### Coordinate annotation entries:
★ ★ ★
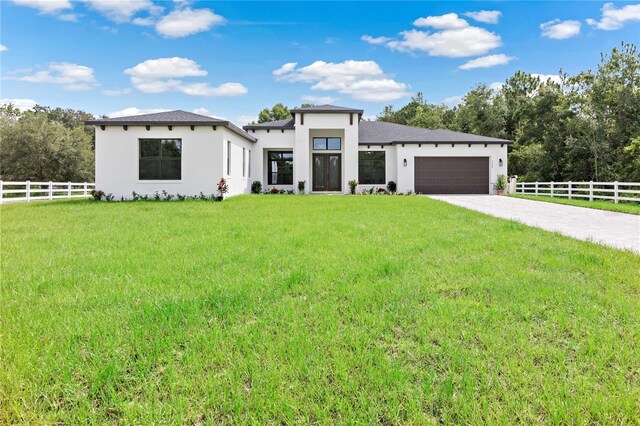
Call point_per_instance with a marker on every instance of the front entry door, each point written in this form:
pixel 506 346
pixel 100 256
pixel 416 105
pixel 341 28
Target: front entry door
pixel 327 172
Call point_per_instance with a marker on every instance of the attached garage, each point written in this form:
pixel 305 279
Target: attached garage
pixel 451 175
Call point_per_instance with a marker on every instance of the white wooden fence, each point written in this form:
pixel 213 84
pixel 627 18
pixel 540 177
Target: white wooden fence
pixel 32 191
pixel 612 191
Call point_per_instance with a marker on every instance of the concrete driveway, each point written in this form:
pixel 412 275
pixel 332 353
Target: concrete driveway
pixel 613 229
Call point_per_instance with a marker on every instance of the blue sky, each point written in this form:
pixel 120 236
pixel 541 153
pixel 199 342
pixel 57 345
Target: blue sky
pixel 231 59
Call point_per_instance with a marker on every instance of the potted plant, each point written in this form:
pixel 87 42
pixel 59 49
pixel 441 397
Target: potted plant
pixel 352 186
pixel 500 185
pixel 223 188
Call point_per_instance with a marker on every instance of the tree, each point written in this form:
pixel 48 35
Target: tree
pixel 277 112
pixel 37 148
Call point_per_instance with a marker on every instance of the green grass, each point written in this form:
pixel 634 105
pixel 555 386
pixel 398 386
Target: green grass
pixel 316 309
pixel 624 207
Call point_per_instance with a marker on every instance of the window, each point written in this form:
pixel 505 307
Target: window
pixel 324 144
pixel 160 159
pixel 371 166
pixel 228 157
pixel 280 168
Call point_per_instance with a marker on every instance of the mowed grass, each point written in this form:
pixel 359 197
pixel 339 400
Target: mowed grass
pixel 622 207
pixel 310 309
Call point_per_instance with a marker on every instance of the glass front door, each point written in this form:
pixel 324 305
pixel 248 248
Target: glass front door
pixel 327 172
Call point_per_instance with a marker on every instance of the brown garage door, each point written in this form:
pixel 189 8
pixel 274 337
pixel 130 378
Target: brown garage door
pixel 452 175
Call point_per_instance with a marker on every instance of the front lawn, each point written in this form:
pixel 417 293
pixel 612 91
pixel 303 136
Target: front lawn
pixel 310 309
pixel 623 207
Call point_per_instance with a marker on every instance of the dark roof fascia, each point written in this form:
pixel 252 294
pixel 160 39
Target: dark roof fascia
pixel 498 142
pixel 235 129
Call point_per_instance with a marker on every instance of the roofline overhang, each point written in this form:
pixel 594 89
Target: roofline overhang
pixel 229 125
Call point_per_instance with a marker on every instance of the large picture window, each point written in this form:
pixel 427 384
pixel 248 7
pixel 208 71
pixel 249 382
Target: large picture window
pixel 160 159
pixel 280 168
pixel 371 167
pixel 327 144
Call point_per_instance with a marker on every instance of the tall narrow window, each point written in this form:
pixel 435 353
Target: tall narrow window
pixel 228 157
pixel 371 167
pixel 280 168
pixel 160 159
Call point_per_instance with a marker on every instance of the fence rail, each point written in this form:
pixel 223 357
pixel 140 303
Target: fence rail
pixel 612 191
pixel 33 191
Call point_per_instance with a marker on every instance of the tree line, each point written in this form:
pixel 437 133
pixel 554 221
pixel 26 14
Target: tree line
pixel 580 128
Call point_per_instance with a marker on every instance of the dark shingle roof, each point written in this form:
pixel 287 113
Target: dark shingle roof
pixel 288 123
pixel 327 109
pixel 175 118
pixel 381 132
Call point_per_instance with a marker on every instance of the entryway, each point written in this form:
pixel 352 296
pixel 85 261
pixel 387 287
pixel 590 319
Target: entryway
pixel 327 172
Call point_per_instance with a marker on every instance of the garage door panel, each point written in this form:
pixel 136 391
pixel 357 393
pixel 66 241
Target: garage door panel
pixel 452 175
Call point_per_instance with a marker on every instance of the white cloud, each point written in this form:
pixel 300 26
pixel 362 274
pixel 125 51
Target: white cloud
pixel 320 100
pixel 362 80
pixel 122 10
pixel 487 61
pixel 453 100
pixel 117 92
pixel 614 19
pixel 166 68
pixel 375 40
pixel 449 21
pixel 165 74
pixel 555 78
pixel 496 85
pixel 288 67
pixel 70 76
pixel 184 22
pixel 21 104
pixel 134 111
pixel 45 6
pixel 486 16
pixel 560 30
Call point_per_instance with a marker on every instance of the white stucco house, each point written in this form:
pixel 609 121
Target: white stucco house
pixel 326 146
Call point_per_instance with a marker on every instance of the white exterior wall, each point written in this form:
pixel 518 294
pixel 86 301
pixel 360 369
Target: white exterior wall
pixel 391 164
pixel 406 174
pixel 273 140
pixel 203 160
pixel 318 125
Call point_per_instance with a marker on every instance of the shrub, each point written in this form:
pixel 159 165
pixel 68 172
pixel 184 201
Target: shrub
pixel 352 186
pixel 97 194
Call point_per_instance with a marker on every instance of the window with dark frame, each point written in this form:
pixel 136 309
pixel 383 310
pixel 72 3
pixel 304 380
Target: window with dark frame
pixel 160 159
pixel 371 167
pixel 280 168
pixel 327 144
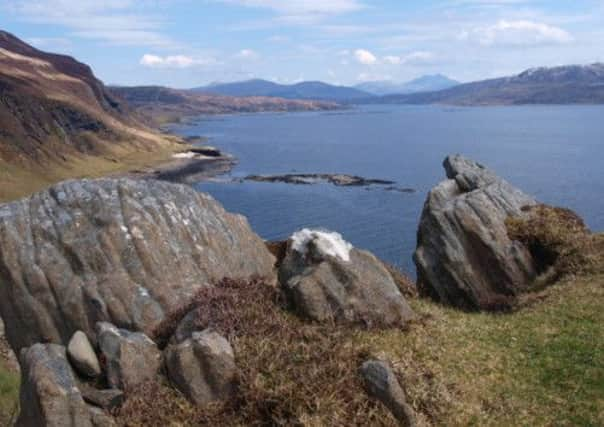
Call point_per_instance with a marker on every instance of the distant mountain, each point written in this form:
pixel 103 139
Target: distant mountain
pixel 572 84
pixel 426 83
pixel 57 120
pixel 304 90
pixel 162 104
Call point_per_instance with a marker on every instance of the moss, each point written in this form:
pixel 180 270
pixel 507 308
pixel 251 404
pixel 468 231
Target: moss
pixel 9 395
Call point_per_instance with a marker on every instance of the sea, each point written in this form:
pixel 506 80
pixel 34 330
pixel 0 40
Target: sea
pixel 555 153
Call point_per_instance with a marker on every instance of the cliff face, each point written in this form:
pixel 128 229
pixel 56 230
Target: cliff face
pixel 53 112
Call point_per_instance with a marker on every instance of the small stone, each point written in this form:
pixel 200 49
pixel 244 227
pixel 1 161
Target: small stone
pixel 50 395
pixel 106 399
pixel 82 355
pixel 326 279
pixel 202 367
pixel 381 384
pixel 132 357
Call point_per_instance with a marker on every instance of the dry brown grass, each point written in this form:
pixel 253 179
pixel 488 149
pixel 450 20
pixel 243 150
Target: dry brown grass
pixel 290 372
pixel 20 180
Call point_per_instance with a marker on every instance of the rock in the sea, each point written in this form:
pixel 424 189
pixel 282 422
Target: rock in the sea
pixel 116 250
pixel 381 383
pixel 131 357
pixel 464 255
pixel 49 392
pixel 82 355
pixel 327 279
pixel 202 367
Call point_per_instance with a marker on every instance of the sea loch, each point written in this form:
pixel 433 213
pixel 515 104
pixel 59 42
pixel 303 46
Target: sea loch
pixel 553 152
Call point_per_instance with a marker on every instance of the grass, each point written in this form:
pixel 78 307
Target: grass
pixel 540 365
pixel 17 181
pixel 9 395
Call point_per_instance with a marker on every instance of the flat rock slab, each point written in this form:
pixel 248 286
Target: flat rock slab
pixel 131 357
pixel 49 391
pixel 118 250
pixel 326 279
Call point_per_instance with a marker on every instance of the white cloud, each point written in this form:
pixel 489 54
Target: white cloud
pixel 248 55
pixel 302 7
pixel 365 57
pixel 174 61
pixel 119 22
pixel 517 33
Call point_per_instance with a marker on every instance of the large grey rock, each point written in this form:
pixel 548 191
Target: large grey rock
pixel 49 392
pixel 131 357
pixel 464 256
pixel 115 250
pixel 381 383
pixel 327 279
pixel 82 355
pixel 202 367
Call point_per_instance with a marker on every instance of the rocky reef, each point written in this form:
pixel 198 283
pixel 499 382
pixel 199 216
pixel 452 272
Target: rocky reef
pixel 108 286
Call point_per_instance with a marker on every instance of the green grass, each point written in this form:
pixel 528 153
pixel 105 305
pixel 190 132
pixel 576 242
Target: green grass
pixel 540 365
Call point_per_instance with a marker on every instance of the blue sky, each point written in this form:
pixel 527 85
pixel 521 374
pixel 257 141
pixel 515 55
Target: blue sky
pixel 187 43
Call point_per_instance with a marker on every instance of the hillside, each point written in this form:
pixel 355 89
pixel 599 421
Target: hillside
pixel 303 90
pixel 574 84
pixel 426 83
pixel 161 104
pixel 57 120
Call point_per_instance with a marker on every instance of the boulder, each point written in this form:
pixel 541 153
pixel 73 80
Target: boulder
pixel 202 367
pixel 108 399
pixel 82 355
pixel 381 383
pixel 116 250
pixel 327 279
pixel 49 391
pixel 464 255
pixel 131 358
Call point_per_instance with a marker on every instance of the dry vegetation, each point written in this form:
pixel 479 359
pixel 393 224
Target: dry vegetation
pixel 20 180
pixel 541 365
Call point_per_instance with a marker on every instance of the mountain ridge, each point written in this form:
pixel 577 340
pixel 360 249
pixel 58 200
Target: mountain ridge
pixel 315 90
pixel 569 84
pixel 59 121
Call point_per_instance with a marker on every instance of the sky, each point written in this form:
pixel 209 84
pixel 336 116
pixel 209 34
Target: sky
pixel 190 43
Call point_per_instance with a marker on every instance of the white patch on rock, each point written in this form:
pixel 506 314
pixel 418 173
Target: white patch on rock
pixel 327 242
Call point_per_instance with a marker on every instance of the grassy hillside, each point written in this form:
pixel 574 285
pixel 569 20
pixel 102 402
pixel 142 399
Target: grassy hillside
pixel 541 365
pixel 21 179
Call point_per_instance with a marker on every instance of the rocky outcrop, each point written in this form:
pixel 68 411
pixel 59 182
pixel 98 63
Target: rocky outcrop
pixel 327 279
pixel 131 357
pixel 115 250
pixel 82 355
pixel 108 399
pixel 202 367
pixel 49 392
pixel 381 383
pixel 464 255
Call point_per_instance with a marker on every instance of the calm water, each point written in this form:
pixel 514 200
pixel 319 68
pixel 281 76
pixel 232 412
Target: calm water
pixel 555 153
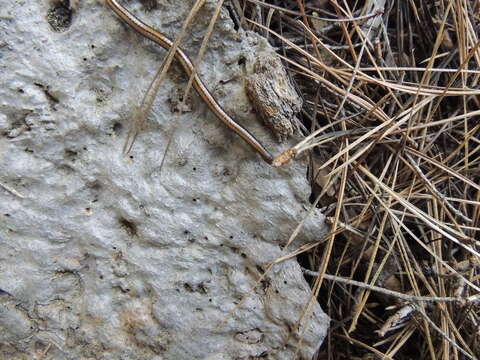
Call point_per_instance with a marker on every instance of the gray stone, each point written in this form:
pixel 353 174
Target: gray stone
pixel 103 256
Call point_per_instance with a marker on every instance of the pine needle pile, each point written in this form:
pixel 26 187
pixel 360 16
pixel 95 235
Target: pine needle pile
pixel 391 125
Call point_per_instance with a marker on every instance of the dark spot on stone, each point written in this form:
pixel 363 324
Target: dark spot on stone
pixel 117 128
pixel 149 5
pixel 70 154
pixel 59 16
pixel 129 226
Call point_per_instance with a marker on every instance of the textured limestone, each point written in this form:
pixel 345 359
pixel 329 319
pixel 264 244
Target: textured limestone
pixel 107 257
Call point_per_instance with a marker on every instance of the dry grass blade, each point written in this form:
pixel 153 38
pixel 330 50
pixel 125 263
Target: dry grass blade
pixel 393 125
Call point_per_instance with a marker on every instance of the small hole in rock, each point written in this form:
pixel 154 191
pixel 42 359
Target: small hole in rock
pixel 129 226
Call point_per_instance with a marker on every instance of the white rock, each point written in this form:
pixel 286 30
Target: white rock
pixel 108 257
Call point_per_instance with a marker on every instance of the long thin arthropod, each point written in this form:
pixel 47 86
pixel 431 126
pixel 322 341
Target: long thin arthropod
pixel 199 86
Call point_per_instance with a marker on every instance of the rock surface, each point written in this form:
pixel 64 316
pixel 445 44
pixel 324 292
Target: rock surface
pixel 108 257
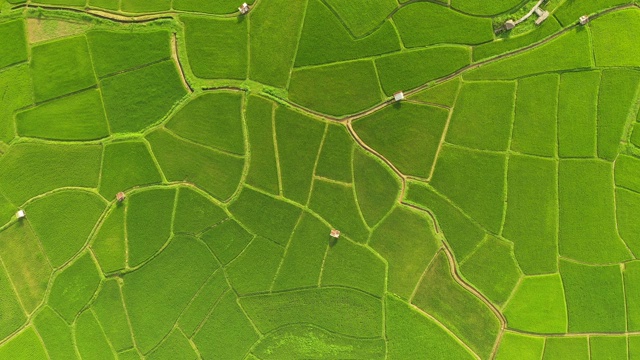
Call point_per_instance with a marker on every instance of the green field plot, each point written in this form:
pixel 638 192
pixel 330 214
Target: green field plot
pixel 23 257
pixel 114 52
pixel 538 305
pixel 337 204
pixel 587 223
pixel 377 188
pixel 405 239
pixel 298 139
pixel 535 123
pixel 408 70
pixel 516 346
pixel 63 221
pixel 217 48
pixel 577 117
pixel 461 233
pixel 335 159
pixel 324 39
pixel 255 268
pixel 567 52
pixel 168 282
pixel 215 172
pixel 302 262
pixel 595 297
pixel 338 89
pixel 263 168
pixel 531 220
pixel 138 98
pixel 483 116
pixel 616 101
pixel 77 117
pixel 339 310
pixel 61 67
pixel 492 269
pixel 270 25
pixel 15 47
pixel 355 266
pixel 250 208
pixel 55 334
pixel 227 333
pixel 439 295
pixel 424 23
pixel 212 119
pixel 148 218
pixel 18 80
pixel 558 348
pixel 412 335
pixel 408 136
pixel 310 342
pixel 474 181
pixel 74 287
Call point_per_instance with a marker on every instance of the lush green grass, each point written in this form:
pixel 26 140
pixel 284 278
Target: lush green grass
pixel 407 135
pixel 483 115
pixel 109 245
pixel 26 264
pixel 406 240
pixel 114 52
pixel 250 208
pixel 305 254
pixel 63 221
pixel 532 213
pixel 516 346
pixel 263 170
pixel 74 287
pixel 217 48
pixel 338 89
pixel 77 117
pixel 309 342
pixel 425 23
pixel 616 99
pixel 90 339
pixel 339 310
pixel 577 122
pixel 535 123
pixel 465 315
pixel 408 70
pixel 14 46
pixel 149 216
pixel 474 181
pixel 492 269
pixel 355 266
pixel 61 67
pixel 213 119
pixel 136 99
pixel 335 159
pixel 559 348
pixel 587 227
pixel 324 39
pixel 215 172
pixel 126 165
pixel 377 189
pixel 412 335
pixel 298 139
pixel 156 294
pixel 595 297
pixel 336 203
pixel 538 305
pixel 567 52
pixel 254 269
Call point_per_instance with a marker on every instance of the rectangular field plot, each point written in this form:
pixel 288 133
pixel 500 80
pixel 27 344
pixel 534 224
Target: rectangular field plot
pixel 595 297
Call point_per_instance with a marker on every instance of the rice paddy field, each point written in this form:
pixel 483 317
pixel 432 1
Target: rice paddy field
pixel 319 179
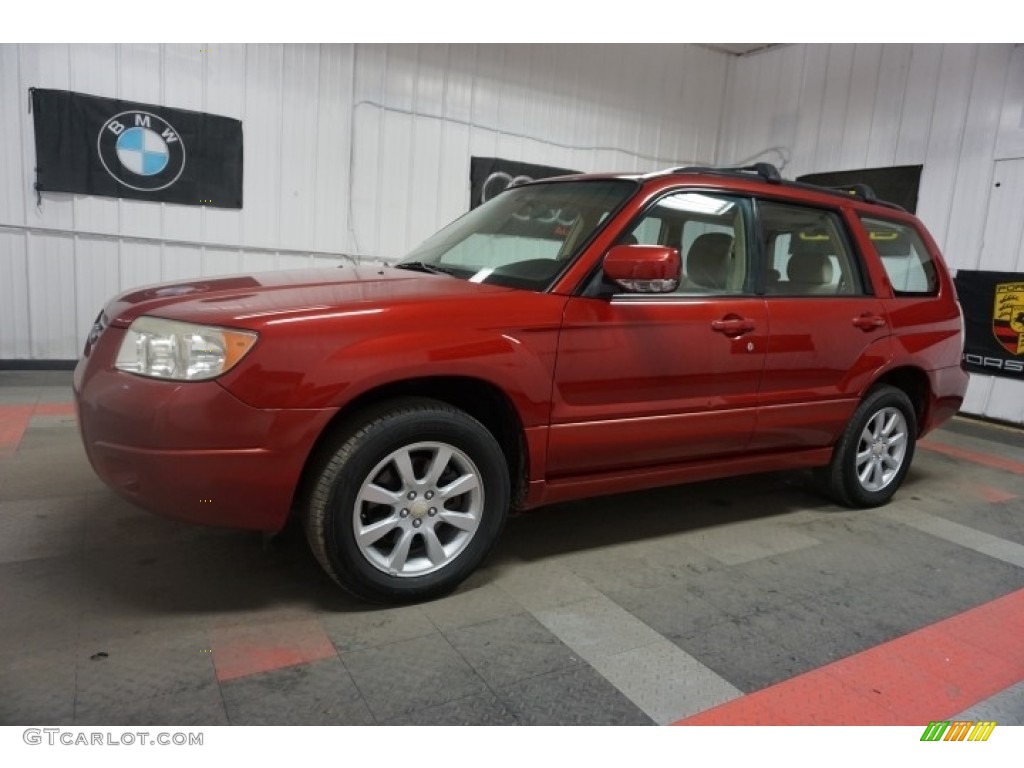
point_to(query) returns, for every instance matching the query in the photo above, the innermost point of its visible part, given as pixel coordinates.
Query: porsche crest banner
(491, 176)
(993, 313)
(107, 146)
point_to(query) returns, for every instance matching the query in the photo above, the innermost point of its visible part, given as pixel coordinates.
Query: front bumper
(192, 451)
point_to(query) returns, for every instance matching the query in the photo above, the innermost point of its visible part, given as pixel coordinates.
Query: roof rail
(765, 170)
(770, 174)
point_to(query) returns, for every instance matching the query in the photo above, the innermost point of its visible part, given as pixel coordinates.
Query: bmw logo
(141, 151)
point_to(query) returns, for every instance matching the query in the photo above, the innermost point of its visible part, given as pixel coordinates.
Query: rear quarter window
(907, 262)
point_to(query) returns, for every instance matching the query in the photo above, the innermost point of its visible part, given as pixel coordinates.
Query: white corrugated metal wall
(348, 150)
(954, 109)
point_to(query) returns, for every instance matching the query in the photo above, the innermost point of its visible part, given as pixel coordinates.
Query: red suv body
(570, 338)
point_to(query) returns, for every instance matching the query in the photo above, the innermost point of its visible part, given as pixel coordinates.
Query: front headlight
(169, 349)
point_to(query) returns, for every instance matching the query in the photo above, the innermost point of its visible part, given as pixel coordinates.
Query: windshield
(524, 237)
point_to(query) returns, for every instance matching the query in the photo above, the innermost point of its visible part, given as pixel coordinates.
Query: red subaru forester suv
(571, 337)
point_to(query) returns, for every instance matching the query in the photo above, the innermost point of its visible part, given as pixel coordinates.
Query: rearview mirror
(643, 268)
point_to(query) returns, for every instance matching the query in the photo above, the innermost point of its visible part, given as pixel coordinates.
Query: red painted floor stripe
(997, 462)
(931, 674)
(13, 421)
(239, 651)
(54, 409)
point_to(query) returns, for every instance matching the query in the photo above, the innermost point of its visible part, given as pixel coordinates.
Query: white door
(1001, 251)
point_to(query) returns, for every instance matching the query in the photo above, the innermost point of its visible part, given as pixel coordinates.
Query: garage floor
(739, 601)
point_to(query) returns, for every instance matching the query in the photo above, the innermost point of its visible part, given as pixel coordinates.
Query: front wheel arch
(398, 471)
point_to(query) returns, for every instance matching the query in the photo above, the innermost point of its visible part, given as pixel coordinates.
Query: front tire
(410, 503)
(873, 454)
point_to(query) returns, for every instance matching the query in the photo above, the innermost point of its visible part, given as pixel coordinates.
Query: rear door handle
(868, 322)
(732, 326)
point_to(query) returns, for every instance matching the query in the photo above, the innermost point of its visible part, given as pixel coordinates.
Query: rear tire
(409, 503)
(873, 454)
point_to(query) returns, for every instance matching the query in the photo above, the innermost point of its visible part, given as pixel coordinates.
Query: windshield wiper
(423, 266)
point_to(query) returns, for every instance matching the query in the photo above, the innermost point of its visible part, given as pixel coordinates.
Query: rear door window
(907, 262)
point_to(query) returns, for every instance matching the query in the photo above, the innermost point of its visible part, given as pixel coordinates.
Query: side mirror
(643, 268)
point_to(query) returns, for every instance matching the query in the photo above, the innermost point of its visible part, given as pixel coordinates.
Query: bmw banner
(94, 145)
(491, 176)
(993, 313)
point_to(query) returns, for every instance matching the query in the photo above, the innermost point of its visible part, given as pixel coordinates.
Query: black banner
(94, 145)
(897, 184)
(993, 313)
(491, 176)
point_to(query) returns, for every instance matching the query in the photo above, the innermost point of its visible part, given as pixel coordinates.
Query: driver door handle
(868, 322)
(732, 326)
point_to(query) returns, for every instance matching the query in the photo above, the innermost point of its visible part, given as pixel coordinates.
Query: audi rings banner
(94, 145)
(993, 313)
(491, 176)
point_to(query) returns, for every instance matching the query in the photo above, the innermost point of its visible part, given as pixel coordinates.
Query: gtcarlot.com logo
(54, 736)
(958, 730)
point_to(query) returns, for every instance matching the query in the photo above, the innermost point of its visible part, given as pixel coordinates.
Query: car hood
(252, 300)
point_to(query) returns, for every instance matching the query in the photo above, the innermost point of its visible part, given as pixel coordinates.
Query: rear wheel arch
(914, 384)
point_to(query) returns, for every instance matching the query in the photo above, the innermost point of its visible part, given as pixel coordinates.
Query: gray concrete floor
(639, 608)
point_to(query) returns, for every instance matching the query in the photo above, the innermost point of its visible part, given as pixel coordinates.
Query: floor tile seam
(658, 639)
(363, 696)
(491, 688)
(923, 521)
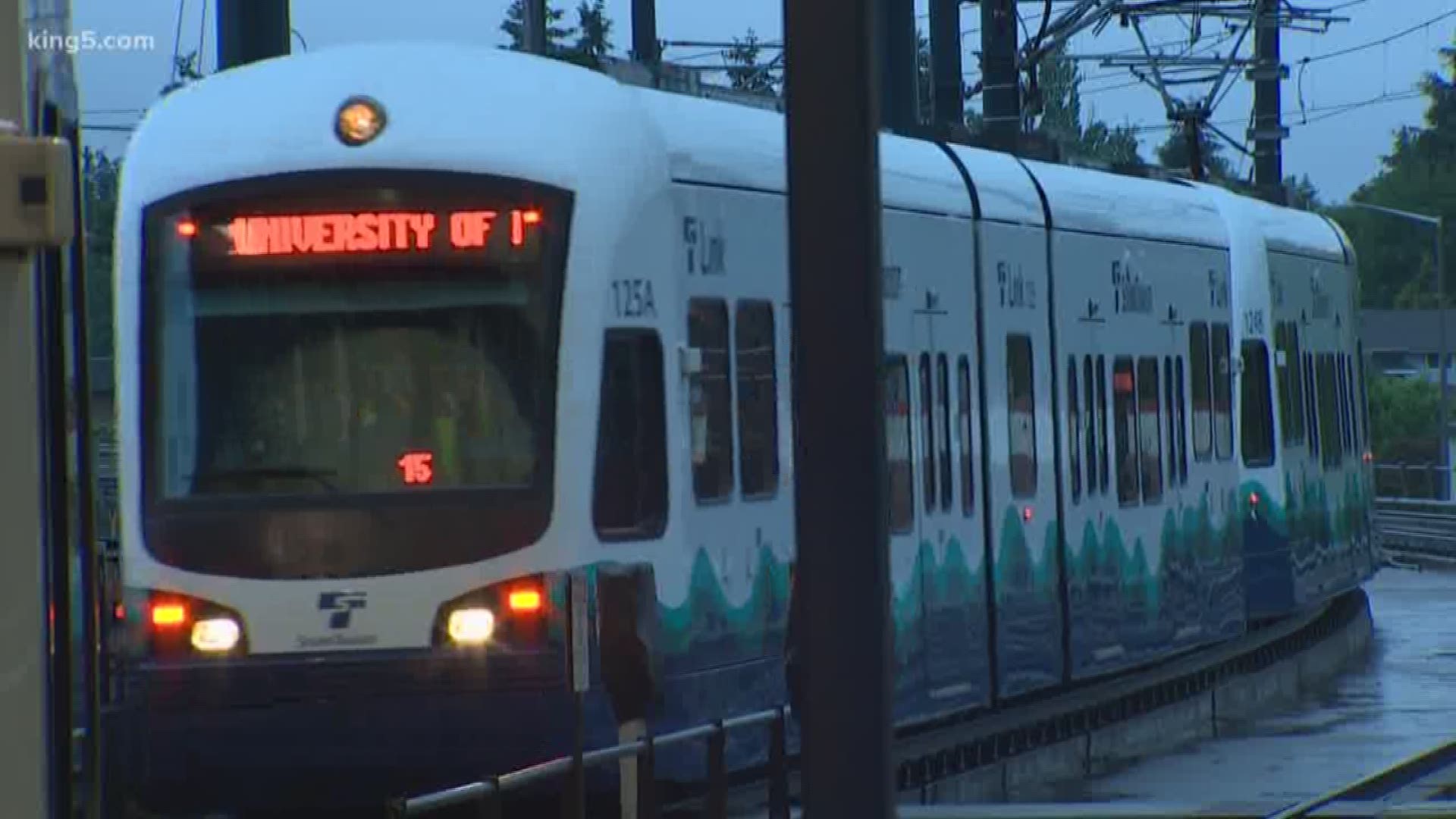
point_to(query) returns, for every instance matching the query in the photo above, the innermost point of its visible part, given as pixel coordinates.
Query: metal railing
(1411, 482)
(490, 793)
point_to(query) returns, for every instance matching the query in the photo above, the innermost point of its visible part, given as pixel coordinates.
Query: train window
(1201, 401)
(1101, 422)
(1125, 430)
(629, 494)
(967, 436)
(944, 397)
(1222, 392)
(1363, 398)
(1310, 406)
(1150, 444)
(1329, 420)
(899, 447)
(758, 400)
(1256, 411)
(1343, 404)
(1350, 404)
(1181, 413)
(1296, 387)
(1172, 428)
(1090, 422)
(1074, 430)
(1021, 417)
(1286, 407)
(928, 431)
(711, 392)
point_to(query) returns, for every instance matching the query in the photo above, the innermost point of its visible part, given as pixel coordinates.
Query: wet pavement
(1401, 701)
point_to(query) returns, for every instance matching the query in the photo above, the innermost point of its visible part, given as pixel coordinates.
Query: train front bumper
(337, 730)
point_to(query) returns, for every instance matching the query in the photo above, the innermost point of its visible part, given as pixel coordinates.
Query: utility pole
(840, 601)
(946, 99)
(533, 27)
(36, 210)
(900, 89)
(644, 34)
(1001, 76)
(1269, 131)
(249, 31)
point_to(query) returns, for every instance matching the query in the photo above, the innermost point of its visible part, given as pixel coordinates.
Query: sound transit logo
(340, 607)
★ ★ ★
### TO DO:
Show every line above that contains the word "large".

### OUTPUT OF THE TASK:
Call point_per_instance with a marker on every instance of the large picture window, each point written in this form:
Target: large picture window
Call point_per_instance with a marker on every instance of the large grey rock, each point written in this form:
Target: large grey rock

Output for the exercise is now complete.